STATED PROBLEM – Lay out the records below as a Markdown table with the columns "Row" and "Record line," giving each line its own numbered row and leaving out blank lines.

--- start RECORDS PROVIDED ---

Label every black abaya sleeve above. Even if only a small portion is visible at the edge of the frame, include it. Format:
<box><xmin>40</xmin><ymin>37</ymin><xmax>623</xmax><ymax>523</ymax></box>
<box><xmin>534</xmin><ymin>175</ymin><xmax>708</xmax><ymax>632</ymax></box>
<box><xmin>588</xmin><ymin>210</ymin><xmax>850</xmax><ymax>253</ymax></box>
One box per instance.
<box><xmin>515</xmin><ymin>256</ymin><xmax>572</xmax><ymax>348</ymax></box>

--- end RECORDS PROVIDED ---

SOLUTION –
| Row | Record line |
|---|---|
| 1 | Label every black abaya sleeve above. Even if only a small portion is visible at the edge of the frame, include it. Format: |
| 2 | <box><xmin>40</xmin><ymin>37</ymin><xmax>623</xmax><ymax>523</ymax></box> |
| 3 | <box><xmin>534</xmin><ymin>175</ymin><xmax>708</xmax><ymax>632</ymax></box> |
| 4 | <box><xmin>588</xmin><ymin>210</ymin><xmax>850</xmax><ymax>253</ymax></box> |
| 5 | One box per instance. |
| 6 | <box><xmin>515</xmin><ymin>256</ymin><xmax>572</xmax><ymax>348</ymax></box> |